◆ WORK INSTRUCTIONS:
- 1) Repeat, word for word, the part of the passage on electrostatic charge in protective equipment that opens with the words containing "ESC data from" and closes with "sources of infection.".
- 2) Decide whether each statement below agrees with the passage on electrostatic charge in protective equipment, answering yes or no and quoting the deciding words: (a) During contact and separation with hair, the facemask gained -1641 volts at an 82 N load. (b) When a glove slid on a gown, the gown gained a positive charge. (c) PE was recommended as a material for facemasks.

::: SOURCE EXTRACT

The generation of ESCs from contact and separation of facemask and skin is shown in Figure 6A. Values measured for the skin are very low due to the good electrical conductivity of the human body, while the facemask acquired higher negative values of up to -1984 volts. In terms of the safety of medical protective equipment, the choice of PP for the facemask is quite good because PP is ranked in the triboelectric series as an aggressively negatively charged material. This property guarantees the repulsion of viruses away from the facemask; indeed, it is known that generation of a negative ESC on the surface of a facemask can be considered a means of exerting a repulsive force against viruses in the air. The same trend in ESC values was observed for sliding of the facemask on skin (Fig. 6B).

ESC data from the contact and separation of facemask and hair are shown in Figure 7A. The facemask gained -1641 volts at an 82 N load, while under the sliding interaction, the ESC increased to -3751 volts (Fig. 7B), which is even higher than that measured for the contact and separation of facemask and skin. Generally, the values were high enough to repel negatively charged viruses. When using a positively charged material for a facemask or disposable cap, it cannot be guaranteed that the wearer will be protected; moreover, the external surfaces of the facemask and cap would themselves be sources of infection.

The ESC values generated from contact and separation of the gloves and gown were relatively low (Fig. 8A). The highest value gained by a glove was 50 volts, while the maximum gained by a gown was -176 volts. Sliding of a glove on a gown resulted in higher values (Fig. 8B), with the glove gaining 555 volts, while the gown achieved -2534 volts. The positive ESC generated on the glove surface is of great concern, because it can attract negatively charged viruses and enable infection of other individuals. Meanwhile, the gown can be considered safe due to its negative ESC. In a recent study, PE was recommended as a material for gloves and gowns in order to achieve lower ESC values.

Summary and conclusions

Contact and separation or sliding of a disposable cap and hair generated high ESC values. The disposable cap gained a negative charge, which is expected to repel viruses and prevent them from adhering to the outer layer of the cap. Likewise, the choice of PP as a material for facemasks is quite good. PP is ranked in the triboelectric series as an aggressively negatively charged material, which makes it likely to repel viruses. It is known that generation of a negative ESC on a facemask surface can be a means of exerting a repulsive force against viruses in the air. When testing facemasks, higher ESC values were achieved for contact and separation with hair than with skin. Finally, sliding of gloves on gowns achieved higher ESC values than did their contact and separation. However, the positive ESC generated on the glove surface is of great concern because it can attract negatively charged viruses and act as a source of infection. Manufacturing gloves and gowns from PE is recommended for ensuring lower ESC values.

::::::
::: DATA FOR ANALYSIS

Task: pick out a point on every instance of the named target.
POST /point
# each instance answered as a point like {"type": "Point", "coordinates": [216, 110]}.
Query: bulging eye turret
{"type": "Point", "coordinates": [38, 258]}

::::::

◆ RESPONSES FOR EACH TASK:
- 1)
ESC data from the contact and separation of facemask and hair are shown in Figure 7A. The facemask gained -1641 volts at an 82 N load, while under the sliding interaction, the ESC increased to -3751 volts (Fig. 7B), which is even higher than that measured for the contact and separation of facemask and skin. Generally, the values were high enough to repel negatively charged viruses. When using a positively charged material for a facemask or disposable cap, it cannot be guaranteed that the wearer will be protected; moreover, the external surfaces of the facemask and cap would themselves be sources of infection.

- 2)
(a) Yes: "The facemask gained -1641 volts at an 82 N load"
(b) No: "with the glove gaining 555 volts, while the gown achieved -2534 volts"
(c) No: "PE was recommended as a material for gloves and gowns"